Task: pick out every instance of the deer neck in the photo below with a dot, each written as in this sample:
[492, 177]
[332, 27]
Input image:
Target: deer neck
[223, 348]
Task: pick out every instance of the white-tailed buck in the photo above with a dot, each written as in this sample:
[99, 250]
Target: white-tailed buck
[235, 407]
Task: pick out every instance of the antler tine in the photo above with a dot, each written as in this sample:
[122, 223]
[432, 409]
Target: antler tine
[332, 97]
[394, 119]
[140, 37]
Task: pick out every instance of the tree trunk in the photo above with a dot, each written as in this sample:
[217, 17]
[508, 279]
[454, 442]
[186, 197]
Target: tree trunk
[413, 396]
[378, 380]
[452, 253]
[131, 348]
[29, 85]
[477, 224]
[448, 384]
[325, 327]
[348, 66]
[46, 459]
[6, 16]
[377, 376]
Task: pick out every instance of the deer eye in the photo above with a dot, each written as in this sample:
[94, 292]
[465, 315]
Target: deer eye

----------------

▶ WHAT IS REQUIRED
Show each line in the entries that holds the string "photo".

▶ TASK SOLUTION
Task: pick out every instance of the deer neck in the photo below with a dot, each written as in this sample:
Task: pick out every instance of the white-tailed buck in the photo above with a dot, each written as in this sample:
Task: pick out every instance of the antler tine in the photo above with a dot, each written as in this sample:
Task: pick out every instance of the tree trunk in the photo above with a dot, each written as in this sample:
Task: pick out every instance of the deer eye in the photo above with a dot, each written as in this sample:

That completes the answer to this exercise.